• [Text section]:

╔══

Few of the new films produced each year will join the annual rotation of classics like The Muppet Christmas Carol and It’s A Wonderful Life, but not everyone wants to watch the same films once a year every year. If you’re looking for something festive that you might have missed, or you just haven’t seen in a long time, or even something that isn’t about either Santa or Scrooge, we’ve got you covered. By putting together an alternative Christmas movie guide, we’re haven’t come to re-adjudicate whether or not Die Hard is a Christmas movie (Yes, it is, but is Die Hard 2?) or recommend a load of really bleak films that happen to take place around 25th December or remind you that films like Batman Returns and Prometheus take place at Christmas. Instead, consider this your cut-out-and-keep guide to suitably Christmas-centric films that won’t appear in most other festive binge lists. Rather than pack out the list with horror movies, we’ve tried to put on a decent spread of films that haven’t already been covered in exhaustive detail elsewhere.
Anna and the Apocalypse
In John McPhail’s Scottish high-school-musical zombie comedy, Anna (Ella Hunt) finds herself fighting off ravening zombies and an odious teacher before the Christmas holidays kick off. Anna and the Apocalypse isn’t just a wacky post-Shaun of the Dead genre mashup, but an irresistible recent addition to the Christmas movie canon. Just one year after its release, the film has already attained cult hit status and so we’re aware that we’re starting with one you’ll get a lot of recommendations for anyway. We’re including it here because it didn’t get the UK-wide distribution it richly deserved last December and it’s well worth catching up. Even with the recent oversaturation of zom-coms, this one finds a very specific niche and absolutely dominates it. But is it Christmassy? Working all year round, the songbook is all bangers, no clangers, including numbers from an end-of-term Christmas concert that span from inappropriately horny ditties (It’s That Time Of Year) to the novelty singles that vie for Christmas number 1 (The Fish Wrap). Also, Anna’s weapon of choice against the living dead is a big candy cane with a lethal stabby end.

╚══

• [Task]: List every film title mentioned in the Christmas movie guide above.

• [Rows]:

╔══

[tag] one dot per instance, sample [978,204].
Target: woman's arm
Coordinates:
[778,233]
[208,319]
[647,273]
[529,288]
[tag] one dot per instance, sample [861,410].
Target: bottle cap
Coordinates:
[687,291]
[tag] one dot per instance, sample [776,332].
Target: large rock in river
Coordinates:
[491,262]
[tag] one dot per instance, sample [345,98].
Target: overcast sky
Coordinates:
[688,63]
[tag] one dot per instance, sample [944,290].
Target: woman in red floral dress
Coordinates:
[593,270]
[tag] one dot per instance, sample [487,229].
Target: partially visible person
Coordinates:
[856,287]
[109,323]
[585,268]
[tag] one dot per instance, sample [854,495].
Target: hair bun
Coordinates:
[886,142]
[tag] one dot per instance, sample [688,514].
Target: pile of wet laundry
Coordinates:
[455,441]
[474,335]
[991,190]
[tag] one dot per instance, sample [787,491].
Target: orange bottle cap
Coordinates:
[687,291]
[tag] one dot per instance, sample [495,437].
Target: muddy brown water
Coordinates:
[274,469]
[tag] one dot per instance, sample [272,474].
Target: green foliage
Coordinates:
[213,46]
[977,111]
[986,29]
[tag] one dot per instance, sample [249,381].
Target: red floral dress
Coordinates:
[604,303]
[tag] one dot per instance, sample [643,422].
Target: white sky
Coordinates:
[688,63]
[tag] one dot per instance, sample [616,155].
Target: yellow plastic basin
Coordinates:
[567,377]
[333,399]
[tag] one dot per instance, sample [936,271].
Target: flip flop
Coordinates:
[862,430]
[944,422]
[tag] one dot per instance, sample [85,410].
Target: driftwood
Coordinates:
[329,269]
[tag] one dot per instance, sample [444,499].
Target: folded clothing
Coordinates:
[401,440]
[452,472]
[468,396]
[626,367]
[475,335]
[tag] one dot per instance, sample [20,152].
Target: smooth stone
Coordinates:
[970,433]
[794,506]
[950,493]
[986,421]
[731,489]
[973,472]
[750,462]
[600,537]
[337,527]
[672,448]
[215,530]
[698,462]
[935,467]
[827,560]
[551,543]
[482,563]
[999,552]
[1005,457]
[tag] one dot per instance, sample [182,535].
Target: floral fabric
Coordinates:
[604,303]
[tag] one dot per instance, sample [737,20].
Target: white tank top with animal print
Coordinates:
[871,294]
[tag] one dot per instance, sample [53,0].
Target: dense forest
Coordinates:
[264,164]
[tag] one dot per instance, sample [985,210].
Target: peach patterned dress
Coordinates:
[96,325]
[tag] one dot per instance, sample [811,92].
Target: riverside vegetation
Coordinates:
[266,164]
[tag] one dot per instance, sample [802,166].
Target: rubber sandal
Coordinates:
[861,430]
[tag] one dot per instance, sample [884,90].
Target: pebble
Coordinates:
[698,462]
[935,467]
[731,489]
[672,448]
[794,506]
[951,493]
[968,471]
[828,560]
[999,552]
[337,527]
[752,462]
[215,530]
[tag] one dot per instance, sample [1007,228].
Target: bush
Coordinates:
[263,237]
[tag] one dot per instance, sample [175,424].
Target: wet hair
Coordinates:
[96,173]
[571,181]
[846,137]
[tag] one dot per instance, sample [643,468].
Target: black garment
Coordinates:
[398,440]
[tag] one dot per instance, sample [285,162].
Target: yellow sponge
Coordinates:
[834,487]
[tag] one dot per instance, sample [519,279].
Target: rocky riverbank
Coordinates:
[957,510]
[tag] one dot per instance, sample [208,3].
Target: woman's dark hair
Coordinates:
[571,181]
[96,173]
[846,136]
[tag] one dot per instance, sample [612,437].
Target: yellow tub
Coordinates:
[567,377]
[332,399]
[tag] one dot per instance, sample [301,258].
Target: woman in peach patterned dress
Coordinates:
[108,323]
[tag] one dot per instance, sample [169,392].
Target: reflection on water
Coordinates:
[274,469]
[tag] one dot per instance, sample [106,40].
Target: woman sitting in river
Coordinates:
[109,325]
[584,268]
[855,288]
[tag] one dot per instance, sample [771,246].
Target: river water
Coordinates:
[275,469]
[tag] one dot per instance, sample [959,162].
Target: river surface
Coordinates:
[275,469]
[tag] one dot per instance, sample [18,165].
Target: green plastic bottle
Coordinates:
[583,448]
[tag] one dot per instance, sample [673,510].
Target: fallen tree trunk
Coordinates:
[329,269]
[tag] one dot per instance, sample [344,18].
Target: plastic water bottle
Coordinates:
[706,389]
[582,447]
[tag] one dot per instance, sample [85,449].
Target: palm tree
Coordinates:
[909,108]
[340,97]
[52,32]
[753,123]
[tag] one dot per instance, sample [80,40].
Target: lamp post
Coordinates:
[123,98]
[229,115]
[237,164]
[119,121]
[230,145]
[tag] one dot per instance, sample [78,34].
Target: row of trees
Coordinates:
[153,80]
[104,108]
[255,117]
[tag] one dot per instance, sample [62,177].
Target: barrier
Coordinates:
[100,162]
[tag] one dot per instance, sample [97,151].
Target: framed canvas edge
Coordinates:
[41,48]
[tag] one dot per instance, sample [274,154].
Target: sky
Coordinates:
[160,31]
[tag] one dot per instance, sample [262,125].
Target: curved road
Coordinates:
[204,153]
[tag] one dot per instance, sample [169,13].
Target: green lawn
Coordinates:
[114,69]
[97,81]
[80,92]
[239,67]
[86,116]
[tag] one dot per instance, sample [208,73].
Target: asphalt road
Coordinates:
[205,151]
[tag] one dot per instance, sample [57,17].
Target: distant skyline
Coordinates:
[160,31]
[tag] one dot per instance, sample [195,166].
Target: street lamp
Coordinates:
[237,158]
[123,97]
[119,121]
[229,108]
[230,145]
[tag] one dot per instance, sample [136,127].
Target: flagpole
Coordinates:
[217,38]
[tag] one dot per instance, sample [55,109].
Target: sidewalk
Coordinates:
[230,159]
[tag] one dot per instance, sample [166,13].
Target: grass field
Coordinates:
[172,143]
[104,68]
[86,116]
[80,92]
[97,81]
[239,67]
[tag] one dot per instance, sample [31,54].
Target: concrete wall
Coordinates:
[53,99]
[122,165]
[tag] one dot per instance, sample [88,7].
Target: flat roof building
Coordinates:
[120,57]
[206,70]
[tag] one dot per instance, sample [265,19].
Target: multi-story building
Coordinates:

╚══

• [Solution to the problem]:
- The Muppet Christmas Carol
- It’s A Wonderful Life
- Die Hard
- Die Hard 2
- Batman Returns
- Prometheus
- Anna and the Apocalypse
- Shaun of the Dead